(PROVIDED TEXT begins)
Uber reported its ride-hailing driver base at the end of the period on Sept. 30 was “on par with September 2019 levels,” and the increased driver engagement continued into October. The improvement is a sign the company is moving past a protracted shortage of drivers that has also affected rival Lyft Inc., resulting in higher fares and wait times for customers. Both ride-hailing giants have spent millions to lure drivers back to their respective platforms and recruit new ones to meet resurgent rider demand. 

After surging during much of the pandemic, Uber and other gig economy peers such as Lyft and DoorDash Inc. are navigating a challenging economy that includes US inflation rising to a 40-year high while the risks of a global recession loom. The uncertainty has weighed on spending by advertisers and consumers, hitting tech giants like Meta Platforms Inc. and Amazon.com Inc. The gloomy outlook remains a risk for Uber, whose ride-hailing and delivery services carry a premium that customers may view more as a splurge than a necessity as budgets tighten.

Uber’s food-delivery arm, Uber Eats, generated $13.7 billion in gross bookings during the quarter, a decline from the previous period, and missed the $13.9 billion analysts expected. The unit, which offers delivery across restaurants, groceries and alcohol, has grown to make up about 33 per cent of the company’s total revenue. Uber Eats initially benefited from the pandemic-induced boom in delivery and has more than doubled in size, based on bookings, from before Covid-19 emerged. The increased scale has allowed the delivery business to become more profitable, posting a record $181 million in adjusted earnings during the period.

“While the delivery category is one of the few ‘pandemic winners’ that continues to grow with a healthy top line, we welcome the newfound capital discipline amongst our peers,” Khosrowshahi said. “We will be measured with our investments, and will look to expand profitability while maintaining or growing our category position.”
(PROVIDED TEXT ends)
BRIEF: Please copy the Uber text word for word, starting at "After surging during" and ending at "as budgets tighten.". None of the items are needed for this.
(EXTRACTED DATA begins)
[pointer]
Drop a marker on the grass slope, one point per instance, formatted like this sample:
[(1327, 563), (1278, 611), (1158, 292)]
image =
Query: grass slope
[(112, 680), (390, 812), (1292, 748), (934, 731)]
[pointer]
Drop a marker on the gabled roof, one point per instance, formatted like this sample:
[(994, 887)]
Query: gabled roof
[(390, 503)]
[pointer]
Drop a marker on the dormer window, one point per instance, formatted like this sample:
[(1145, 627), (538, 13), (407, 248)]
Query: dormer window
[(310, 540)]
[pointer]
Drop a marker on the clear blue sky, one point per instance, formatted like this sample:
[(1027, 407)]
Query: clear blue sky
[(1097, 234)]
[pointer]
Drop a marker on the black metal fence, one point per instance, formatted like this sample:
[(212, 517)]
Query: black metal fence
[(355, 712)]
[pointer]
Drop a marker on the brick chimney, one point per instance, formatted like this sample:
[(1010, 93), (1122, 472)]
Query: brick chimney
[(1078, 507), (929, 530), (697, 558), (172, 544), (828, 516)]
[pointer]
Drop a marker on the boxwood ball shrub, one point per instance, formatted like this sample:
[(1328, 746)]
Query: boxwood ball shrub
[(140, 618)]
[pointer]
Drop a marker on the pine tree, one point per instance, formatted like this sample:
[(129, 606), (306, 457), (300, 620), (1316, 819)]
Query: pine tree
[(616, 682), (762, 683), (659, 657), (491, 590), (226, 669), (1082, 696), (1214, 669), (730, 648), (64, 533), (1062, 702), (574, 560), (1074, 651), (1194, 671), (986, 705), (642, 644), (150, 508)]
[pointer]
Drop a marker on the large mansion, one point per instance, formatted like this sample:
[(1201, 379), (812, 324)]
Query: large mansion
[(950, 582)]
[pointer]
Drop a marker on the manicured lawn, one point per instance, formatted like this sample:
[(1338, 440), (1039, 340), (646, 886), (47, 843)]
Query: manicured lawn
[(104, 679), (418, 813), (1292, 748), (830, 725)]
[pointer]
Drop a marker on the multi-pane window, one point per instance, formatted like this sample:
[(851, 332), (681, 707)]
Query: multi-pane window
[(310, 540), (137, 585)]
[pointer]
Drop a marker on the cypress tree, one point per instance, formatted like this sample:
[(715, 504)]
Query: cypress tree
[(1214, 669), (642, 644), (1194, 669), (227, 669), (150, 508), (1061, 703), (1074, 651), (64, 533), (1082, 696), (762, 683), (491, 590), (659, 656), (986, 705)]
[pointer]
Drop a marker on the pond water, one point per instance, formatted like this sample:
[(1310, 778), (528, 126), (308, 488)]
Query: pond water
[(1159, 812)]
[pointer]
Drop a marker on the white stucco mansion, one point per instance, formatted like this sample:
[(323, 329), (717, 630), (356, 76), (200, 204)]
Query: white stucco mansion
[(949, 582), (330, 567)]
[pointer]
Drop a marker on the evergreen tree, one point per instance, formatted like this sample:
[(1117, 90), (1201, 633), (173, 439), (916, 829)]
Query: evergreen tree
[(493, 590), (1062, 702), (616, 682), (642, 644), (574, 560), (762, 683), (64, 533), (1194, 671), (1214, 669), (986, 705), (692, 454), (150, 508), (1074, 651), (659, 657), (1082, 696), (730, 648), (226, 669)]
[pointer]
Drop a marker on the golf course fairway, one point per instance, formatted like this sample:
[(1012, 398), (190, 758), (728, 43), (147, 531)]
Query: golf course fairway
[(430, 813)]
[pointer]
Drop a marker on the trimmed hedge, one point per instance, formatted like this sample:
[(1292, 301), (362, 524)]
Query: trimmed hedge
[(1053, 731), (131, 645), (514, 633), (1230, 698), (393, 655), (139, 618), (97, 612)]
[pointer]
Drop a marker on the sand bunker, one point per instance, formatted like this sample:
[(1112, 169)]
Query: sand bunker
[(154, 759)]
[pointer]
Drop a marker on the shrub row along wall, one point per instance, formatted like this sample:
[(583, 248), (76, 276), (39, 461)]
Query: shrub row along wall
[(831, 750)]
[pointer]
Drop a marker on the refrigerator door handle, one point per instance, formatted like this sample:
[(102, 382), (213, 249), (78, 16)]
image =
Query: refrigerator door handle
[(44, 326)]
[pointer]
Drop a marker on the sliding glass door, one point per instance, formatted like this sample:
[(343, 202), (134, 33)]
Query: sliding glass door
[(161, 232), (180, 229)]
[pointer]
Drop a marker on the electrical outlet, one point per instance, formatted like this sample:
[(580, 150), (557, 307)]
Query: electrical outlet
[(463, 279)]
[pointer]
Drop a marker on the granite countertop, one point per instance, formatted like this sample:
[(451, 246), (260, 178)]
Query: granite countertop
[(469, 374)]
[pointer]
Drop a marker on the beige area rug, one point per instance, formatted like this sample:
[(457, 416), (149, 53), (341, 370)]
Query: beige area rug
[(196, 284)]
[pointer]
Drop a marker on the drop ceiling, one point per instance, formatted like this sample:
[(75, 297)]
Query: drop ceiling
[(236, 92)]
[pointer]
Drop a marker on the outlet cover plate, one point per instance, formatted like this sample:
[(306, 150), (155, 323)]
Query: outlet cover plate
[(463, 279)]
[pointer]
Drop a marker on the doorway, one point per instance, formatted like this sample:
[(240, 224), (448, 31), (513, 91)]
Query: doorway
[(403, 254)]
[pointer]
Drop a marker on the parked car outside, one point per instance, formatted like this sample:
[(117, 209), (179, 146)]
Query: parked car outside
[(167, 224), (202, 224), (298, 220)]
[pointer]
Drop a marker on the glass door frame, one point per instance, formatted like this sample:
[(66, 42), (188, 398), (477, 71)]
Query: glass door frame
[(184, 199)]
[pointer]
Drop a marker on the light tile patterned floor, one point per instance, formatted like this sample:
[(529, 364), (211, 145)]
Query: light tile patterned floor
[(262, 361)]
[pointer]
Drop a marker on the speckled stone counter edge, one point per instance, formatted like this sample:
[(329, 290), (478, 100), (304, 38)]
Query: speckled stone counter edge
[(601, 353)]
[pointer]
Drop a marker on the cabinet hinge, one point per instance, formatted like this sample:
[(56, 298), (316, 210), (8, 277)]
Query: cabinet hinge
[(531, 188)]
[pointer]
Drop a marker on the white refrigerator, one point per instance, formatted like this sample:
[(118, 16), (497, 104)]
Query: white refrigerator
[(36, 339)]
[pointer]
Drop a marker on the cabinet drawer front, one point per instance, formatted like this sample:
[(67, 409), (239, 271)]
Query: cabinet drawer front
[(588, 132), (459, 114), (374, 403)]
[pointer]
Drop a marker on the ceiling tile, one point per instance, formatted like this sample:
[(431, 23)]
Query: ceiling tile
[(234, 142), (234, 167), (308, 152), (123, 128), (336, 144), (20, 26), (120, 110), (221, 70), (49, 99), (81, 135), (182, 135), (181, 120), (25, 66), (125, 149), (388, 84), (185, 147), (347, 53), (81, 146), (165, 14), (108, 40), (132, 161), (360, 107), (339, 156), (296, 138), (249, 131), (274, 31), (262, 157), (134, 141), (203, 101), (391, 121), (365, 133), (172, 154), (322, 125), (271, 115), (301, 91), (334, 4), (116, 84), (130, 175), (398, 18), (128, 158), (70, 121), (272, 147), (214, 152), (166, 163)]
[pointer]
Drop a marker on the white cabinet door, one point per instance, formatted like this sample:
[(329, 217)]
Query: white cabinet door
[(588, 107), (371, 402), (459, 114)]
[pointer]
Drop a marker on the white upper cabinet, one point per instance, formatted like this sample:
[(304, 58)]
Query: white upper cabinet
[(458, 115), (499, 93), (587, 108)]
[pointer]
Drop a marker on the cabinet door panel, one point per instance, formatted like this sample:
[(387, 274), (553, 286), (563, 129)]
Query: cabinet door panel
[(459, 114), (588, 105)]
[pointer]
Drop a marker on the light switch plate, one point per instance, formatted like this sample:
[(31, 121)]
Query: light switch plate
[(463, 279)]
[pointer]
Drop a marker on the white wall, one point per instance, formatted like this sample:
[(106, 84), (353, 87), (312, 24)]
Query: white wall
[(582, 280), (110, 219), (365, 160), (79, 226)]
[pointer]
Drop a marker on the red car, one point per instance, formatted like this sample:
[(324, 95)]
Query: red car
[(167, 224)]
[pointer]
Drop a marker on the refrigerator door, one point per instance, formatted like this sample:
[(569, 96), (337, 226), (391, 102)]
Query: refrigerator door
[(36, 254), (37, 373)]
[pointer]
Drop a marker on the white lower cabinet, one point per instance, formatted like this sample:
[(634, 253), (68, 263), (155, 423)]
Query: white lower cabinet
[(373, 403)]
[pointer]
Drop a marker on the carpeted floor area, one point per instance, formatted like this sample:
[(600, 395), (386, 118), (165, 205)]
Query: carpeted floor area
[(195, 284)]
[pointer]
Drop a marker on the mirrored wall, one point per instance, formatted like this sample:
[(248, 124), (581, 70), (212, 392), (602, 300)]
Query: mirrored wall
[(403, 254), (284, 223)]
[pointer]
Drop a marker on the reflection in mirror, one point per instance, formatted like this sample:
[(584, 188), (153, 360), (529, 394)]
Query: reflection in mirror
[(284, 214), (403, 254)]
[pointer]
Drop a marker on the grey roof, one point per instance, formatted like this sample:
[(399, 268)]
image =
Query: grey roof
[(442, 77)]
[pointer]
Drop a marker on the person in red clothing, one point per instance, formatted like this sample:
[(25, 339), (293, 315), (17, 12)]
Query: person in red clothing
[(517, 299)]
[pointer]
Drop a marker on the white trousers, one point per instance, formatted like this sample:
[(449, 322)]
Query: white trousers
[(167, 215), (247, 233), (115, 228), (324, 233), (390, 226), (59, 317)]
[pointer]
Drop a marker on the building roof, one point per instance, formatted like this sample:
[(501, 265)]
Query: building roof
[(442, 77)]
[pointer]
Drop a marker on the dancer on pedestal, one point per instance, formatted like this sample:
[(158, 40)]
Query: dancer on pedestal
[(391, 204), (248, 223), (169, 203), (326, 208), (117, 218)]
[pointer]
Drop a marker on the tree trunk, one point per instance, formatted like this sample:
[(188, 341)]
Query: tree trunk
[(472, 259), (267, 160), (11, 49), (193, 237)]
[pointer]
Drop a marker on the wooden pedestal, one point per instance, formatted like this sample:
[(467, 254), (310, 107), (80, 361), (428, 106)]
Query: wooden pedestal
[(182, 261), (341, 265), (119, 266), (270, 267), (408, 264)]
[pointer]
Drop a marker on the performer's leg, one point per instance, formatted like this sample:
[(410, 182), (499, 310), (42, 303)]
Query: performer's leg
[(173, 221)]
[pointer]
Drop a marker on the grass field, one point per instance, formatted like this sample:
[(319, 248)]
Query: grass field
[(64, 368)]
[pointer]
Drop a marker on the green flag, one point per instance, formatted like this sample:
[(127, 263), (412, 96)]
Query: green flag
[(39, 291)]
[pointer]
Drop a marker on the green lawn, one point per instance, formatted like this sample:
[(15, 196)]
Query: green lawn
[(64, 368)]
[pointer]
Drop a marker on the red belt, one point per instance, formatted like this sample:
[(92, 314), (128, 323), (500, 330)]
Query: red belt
(EXTRACTED DATA ends)
WRITTEN SOLUTION:
After surging during much of the pandemic, Uber and other gig economy peers such as Lyft and DoorDash Inc. are navigating a challenging economy that includes US inflation rising to a 40-year high while the risks of a global recession loom. The uncertainty has weighed on spending by advertisers and consumers, hitting tech giants like Meta Platforms Inc. and Amazon.com Inc. The gloomy outlook remains a risk for Uber, whose ride-hailing and delivery services carry a premium that customers may view more as a splurge than a necessity as budgets tighten.